● **Required task**: Which lines in the records below contain the word "Objective"? Gather and copy each of them in full, treating uppercase and lowercase as different.

● **Data section**:
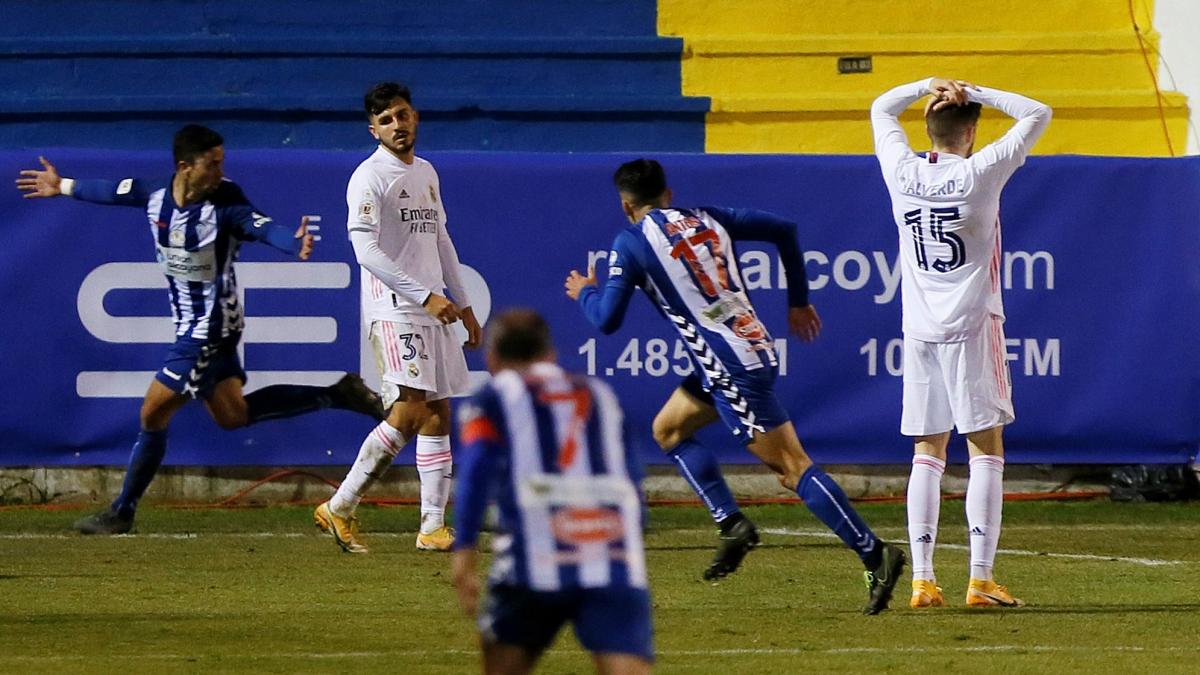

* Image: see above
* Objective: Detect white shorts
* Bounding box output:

---

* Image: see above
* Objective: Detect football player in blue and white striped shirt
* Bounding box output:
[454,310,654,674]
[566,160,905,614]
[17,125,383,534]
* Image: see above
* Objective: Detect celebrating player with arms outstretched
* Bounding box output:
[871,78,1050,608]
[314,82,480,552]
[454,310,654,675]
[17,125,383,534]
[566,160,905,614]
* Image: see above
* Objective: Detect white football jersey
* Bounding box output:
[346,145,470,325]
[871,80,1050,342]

● **Written reply**:
* Objective: Detect white shorts
* Objective: Detect football player in blue and white striped shirt
* Objective: Detect celebrating player with arms outstretched
* Objective: Detect white football jersey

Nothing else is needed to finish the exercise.